Testo fornito —
=======
Sono andato al Festival della fotografia etica di Lodi perché interessato ad una mostra, ma alla fine mi sono innamorato di un lavoro che, almeno all’inizio, nemmeno avevo considerato. Il mio tutor di tv direbbe “tanta roba” e “tanta roba” è stata. Un festival ricco e variegato, per tutti i gusti, con temi sull’ambiente, società, politica, esteri.
Ecco le mostre che più mi hanno colpito:
La cosa più strana della guerra è che ti abitui ad avere paura

Una citazione scritta sotto una delle foto di Magnus Wennman, tratta dalle parole del bambino siriano Mohammed, uno dei tanti piccoli profughi che non hanno più una casa e cercano riparo dove capita per passare la notte. Foto tristi, che aggrovigliano le viscere. I bambini, ancora loro, gli unici a schiaffeggiare le coscienze dell’occidente, seppur per qualche giorno.
Revogo: delle 50 città più pericolose del mondo, 42 sono in Sud America. Di queste 19 in Brasile. Tra il 1980 e il 2011 le morti violente tra gli adolescenti sono cresciute del 207% e se consideriamo gli omicidi parliamo di un +326%.

Dati che André Liohn ha trasposto bene nelle sue fotografie, soffermandosi sulla situazione dei bambini, costretti a vivere con le armi in mano quando tra le dita non stringono droga.
Political theatre: soprattutto politica americana e soprattutto Trump contro Clinton nel lavoro di Mark Peterson. Ma di tutte le foto merita attenzione uno scatto.

Uno di questi mostra un ragazzino con in mano un’arma giocattolo, mentre un adulto ne impugna una vera. Rappresentazione di una mentalità controversa e difficile da sradicare quella delle armi.
=======
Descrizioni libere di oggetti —
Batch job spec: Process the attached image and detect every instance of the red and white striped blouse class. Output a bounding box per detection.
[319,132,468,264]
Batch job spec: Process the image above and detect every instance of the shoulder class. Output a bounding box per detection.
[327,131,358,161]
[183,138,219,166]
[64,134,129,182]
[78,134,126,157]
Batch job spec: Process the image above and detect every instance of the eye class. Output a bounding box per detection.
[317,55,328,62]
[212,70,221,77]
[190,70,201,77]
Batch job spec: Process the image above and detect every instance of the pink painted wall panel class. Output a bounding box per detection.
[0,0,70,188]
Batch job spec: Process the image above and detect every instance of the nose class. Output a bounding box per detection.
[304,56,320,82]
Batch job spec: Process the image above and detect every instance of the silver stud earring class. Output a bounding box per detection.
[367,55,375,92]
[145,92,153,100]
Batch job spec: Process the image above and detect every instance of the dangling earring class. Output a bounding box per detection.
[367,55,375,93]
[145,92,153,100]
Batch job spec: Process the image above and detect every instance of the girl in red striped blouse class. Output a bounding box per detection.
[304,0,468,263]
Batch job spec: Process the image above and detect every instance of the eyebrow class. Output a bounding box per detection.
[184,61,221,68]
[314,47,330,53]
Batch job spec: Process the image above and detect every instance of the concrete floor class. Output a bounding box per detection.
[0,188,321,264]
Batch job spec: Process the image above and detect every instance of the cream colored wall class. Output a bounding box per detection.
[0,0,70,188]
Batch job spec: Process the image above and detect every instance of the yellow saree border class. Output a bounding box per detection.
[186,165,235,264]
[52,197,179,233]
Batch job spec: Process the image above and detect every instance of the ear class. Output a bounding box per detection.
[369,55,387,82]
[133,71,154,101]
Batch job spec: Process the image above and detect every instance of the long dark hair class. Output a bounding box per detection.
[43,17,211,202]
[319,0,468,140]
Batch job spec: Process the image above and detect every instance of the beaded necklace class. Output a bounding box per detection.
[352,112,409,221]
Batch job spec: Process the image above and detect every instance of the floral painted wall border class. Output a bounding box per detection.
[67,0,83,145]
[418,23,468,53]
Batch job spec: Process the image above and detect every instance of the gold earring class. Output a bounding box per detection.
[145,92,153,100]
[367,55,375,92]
=======
Cosa si chiede —
a) Nel testo sul Festival della fotografia etica, quante delle 50 città più pericolose del mondo si trovano in Sud America?
b) Ricopia dal testo sul Festival della fotografia etica il tratto che va da "Una citazione scritta" fino a "di un +326%.".
c) Riduci a un breve elenco puntato il paragrafo del testo sul Festival della fotografia etica che comincia con "Revogo: delle 50 città", conservandone i dati principali.
Il materiale non ha alcun ruolo in questo esercizio.

Risposte —
a) 42.

b)
Una citazione scritta sotto una delle foto di Magnus Wennman, tratta dalle parole del bambino siriano Mohammed, uno dei tanti piccoli profughi che non hanno più una casa e cercano riparo dove capita per passare la notte. Foto tristi, che aggrovigliano le viscere. I bambini, ancora loro, gli unici a schiaffeggiare le coscienze dell’occidente, seppur per qualche giorno.
Revogo: delle 50 città più pericolose del mondo, 42 sono in Sud America. Di queste 19 in Brasile. Tra il 1980 e il 2011 le morti violente tra gli adolescenti sono cresciute del 207% e se consideriamo gli omicidi parliamo di un +326%.

c)
Revogo:
- 42 delle 50 città più pericolose del mondo sono in Sud America, 19 delle quali in Brasile.
- Tra il 1980 e il 2011 le morti violente tra gli adolescenti sono cresciute del 207%.
- Nello stesso periodo gli omicidi sono aumentati del 326%.